◆ Problem requirements:
The full set of entries below is to be returned unchanged.

Stored data entries
•••
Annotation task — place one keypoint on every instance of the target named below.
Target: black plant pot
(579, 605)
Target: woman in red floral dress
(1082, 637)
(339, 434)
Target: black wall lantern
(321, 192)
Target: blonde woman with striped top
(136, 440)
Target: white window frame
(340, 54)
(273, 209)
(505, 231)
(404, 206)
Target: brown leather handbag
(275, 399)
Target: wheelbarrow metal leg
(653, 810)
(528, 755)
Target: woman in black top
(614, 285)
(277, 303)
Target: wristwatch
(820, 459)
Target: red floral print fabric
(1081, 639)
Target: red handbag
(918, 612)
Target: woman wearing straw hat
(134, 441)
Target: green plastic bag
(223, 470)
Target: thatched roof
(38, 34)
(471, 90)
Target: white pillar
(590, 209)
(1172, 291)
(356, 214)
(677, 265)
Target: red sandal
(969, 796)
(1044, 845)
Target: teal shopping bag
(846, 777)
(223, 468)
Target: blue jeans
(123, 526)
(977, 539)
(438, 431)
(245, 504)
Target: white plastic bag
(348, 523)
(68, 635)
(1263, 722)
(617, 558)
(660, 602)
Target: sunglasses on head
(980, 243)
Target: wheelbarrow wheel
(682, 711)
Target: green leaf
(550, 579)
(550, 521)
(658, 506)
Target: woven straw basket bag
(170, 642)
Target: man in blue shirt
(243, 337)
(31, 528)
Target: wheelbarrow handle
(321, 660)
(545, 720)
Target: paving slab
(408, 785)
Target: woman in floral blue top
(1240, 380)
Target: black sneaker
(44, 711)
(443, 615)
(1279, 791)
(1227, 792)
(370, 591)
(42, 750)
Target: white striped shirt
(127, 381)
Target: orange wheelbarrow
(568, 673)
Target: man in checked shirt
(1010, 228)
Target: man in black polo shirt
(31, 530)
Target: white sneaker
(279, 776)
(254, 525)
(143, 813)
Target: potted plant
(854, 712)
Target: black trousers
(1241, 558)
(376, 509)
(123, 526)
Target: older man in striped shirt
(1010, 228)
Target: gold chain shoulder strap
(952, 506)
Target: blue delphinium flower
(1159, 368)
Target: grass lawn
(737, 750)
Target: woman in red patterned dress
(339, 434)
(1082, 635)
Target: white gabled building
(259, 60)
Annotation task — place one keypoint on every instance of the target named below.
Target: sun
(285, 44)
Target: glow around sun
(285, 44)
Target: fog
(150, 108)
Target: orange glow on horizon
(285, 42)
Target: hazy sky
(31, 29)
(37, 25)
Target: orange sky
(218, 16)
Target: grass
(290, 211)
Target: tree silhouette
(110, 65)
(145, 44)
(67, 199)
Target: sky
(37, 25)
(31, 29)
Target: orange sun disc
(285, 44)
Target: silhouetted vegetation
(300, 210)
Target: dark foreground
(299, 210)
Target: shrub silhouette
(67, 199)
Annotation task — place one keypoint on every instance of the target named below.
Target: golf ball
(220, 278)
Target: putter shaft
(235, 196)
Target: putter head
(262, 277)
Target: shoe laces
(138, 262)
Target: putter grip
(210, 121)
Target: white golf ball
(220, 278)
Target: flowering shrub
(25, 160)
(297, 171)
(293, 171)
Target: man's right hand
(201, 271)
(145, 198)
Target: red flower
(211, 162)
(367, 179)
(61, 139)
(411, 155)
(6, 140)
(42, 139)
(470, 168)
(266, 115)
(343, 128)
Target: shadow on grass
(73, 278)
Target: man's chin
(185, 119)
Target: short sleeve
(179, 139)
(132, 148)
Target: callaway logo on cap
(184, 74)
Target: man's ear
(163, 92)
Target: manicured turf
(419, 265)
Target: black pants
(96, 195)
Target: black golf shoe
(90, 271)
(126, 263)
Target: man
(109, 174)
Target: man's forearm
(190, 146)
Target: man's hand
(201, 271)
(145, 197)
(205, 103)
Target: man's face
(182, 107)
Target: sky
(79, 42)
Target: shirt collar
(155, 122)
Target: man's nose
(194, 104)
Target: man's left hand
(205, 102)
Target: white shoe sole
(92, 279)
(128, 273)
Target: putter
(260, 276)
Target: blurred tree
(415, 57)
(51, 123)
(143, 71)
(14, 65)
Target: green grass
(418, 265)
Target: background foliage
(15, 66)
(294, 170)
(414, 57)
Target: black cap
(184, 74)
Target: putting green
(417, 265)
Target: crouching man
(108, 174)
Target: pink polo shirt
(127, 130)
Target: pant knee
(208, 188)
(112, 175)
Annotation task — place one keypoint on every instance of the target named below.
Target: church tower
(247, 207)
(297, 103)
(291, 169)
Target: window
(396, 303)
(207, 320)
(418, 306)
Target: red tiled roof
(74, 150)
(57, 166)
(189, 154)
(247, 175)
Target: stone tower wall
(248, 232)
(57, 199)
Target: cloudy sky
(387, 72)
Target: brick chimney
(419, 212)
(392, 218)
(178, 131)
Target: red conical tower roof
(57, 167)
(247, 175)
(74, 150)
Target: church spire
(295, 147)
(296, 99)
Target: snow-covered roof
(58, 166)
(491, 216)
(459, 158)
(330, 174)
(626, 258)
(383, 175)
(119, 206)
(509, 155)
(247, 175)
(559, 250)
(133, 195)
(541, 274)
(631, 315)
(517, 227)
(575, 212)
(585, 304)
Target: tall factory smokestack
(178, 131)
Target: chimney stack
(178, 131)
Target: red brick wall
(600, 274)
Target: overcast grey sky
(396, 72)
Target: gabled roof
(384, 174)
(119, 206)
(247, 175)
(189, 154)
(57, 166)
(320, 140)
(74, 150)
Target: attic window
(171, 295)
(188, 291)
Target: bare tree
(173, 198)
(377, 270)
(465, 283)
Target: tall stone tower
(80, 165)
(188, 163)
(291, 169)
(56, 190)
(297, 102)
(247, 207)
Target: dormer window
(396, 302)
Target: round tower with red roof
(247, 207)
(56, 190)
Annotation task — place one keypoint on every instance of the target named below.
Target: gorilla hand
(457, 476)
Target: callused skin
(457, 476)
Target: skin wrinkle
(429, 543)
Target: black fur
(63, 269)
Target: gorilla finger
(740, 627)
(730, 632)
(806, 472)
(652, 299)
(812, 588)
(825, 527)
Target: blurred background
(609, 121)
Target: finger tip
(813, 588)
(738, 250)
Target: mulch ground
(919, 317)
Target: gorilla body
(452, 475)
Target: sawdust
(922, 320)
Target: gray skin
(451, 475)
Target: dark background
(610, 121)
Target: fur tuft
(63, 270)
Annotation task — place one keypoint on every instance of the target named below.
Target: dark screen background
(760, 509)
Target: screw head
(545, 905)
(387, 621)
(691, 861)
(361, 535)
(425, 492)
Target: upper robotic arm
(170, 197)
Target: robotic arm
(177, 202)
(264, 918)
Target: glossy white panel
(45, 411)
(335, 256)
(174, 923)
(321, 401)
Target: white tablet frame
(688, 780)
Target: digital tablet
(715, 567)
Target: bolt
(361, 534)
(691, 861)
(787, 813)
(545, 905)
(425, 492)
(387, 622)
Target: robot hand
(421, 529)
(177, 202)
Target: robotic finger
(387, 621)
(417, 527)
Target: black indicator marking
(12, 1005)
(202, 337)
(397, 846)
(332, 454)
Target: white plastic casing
•••
◆ Task output:
Annotation task — place one keypoint on every instance of the target named below.
Target: black plant pot
(579, 605)
Target: woman in red floral dress
(1082, 637)
(339, 434)
Target: black wall lantern
(321, 192)
Target: blonde woman with striped top
(136, 440)
Target: white window frame
(340, 54)
(273, 209)
(505, 231)
(404, 206)
Target: brown leather handbag
(275, 399)
Target: wheelbarrow metal leg
(653, 810)
(528, 755)
Target: woman in black top
(614, 285)
(277, 303)
Target: wristwatch
(820, 459)
Target: red floral print fabric
(1081, 639)
Target: red handbag
(918, 612)
Target: woman wearing straw hat
(134, 441)
Target: green plastic bag
(223, 470)
Target: thatched roof
(38, 34)
(471, 90)
Target: white pillar
(590, 209)
(1172, 291)
(356, 214)
(677, 265)
Target: red sandal
(969, 796)
(1044, 845)
Target: teal shopping bag
(846, 777)
(223, 468)
Target: blue jeans
(123, 526)
(977, 539)
(438, 431)
(245, 504)
Target: white plastic bag
(348, 523)
(68, 635)
(1263, 722)
(617, 558)
(660, 602)
Target: sunglasses on head
(980, 243)
Target: wheelbarrow wheel
(682, 711)
Target: green leaf
(550, 579)
(550, 521)
(658, 506)
Target: woven straw basket bag
(170, 642)
Target: man in blue shirt
(243, 337)
(31, 528)
Target: wheelbarrow handle
(321, 660)
(545, 720)
Target: paving slab
(408, 785)
Target: woman in floral blue top
(1240, 380)
Target: black sneaker
(44, 711)
(443, 615)
(1279, 791)
(1227, 792)
(370, 591)
(42, 750)
Target: white striped shirt
(127, 381)
Target: orange wheelbarrow
(568, 673)
Target: man in checked shirt
(1010, 228)
Target: man in black polo shirt
(31, 530)
Target: white sneaker
(279, 776)
(254, 525)
(143, 813)
Target: potted plant
(854, 712)
Target: black trousers
(1241, 558)
(376, 509)
(123, 526)
Target: older man in striped shirt
(1010, 228)
Target: gold chain shoulder strap
(952, 506)
Target: blue delphinium flower
(1159, 368)
Target: grass lawn
(737, 750)
Target: woman in red patterned dress
(339, 434)
(1082, 635)
Target: white gabled building
(259, 60)
Annotation task — place one keypoint on every instance of the target named below.
Target: sun
(285, 44)
Target: glow around sun
(285, 44)
Target: fog
(150, 108)
Target: orange glow on horizon
(285, 42)
Target: hazy sky
(31, 29)
(37, 25)
Target: orange sky
(218, 16)
Target: grass
(290, 211)
Target: tree silhouette
(110, 65)
(145, 44)
(67, 199)
Target: sky
(37, 25)
(31, 29)
Target: orange sun disc
(285, 44)
Target: silhouetted vegetation
(300, 210)
Target: dark foreground
(299, 210)
Target: shrub silhouette
(67, 199)
Annotation task — place one keypoint on every instance of the target named below.
Target: golf ball
(220, 278)
Target: putter shaft
(235, 196)
Target: putter head
(262, 277)
Target: shoe laces
(138, 262)
Target: putter grip
(210, 121)
Target: white golf ball
(220, 278)
Target: flowering shrub
(25, 160)
(297, 171)
(293, 171)
Target: man's right hand
(201, 271)
(145, 198)
Target: red flower
(211, 162)
(367, 179)
(61, 139)
(411, 155)
(6, 140)
(42, 139)
(470, 168)
(266, 115)
(343, 128)
Target: shadow on grass
(73, 278)
Target: man's chin
(185, 119)
Target: short sleeve
(179, 139)
(132, 148)
Target: callaway logo on cap
(184, 74)
Target: man's ear
(163, 92)
Target: manicured turf
(419, 265)
Target: black pants
(96, 195)
Target: black golf shoe
(90, 271)
(126, 263)
Target: man
(109, 174)
Target: man's forearm
(190, 146)
Target: man's hand
(201, 271)
(145, 197)
(205, 103)
Target: man's face
(182, 107)
Target: sky
(79, 42)
Target: shirt collar
(155, 122)
Target: man's nose
(194, 104)
Target: man's left hand
(205, 102)
Target: white shoe sole
(92, 279)
(128, 273)
Target: putter
(260, 276)
Target: blurred tree
(415, 57)
(51, 123)
(143, 71)
(14, 65)
Target: green grass
(418, 265)
Target: background foliage
(15, 66)
(294, 170)
(414, 57)
Target: black cap
(184, 74)
Target: putting green
(417, 265)
Target: crouching man
(108, 174)
Target: pink polo shirt
(127, 130)
Target: pant knee
(208, 188)
(112, 175)
Annotation task — place one keypoint on every instance of the target named below.
Target: church tower
(247, 207)
(297, 103)
(291, 169)
Target: window
(396, 303)
(207, 320)
(418, 306)
Target: red tiled roof
(74, 150)
(57, 166)
(189, 154)
(247, 175)
Target: stone tower wall
(248, 232)
(57, 199)
Target: cloudy sky
(387, 72)
Target: brick chimney
(419, 212)
(392, 218)
(178, 131)
Target: red conical tower roof
(57, 167)
(247, 175)
(74, 150)
Target: church spire
(295, 147)
(296, 99)
Target: snow-covered roof
(58, 166)
(491, 216)
(459, 158)
(330, 174)
(626, 258)
(383, 175)
(119, 206)
(509, 155)
(247, 175)
(559, 250)
(133, 195)
(541, 274)
(631, 315)
(517, 227)
(575, 212)
(585, 304)
Target: tall factory smokestack
(178, 131)
Target: chimney stack
(178, 131)
Target: red brick wall
(600, 274)
Target: overcast grey sky
(396, 72)
Target: gabled roof
(384, 174)
(119, 206)
(247, 175)
(189, 154)
(57, 166)
(320, 140)
(74, 150)
Target: attic window
(171, 295)
(188, 291)
Target: bare tree
(173, 198)
(377, 270)
(465, 283)
Target: tall stone tower
(80, 165)
(188, 163)
(291, 169)
(56, 190)
(297, 102)
(247, 207)
Target: dormer window
(396, 302)
Target: round tower with red roof
(247, 207)
(56, 190)
Annotation task — place one keypoint on every instance of the target named below.
Target: gorilla hand
(457, 476)
Target: callused skin
(457, 476)
Target: skin wrinkle
(429, 543)
Target: black fur
(63, 269)
Target: gorilla finger
(740, 627)
(730, 632)
(806, 472)
(652, 299)
(812, 588)
(825, 527)
Target: blurred background
(609, 121)
Target: finger tip
(813, 588)
(738, 250)
Target: mulch ground
(919, 317)
Target: gorilla body
(452, 475)
Target: sawdust
(922, 320)
Target: gray skin
(451, 475)
Target: dark background
(610, 121)
Target: fur tuft
(63, 270)
Annotation task — place one keypoint on every instance of the target named below.
Target: dark screen background
(760, 509)
Target: screw head
(545, 905)
(387, 621)
(691, 861)
(361, 535)
(425, 492)
Target: upper robotic arm
(170, 197)
Target: robotic arm
(177, 202)
(264, 918)
Target: glossy white panel
(45, 411)
(335, 256)
(174, 923)
(321, 401)
Target: white tablet frame
(688, 780)
Target: digital tablet
(715, 567)
Target: bolt
(361, 534)
(691, 861)
(787, 813)
(545, 905)
(425, 492)
(387, 622)
Target: robot hand
(421, 529)
(177, 202)
Target: robotic finger
(387, 621)
(417, 527)
Target: black indicator marking
(12, 1005)
(202, 337)
(397, 846)
(332, 454)
Target: white plastic casing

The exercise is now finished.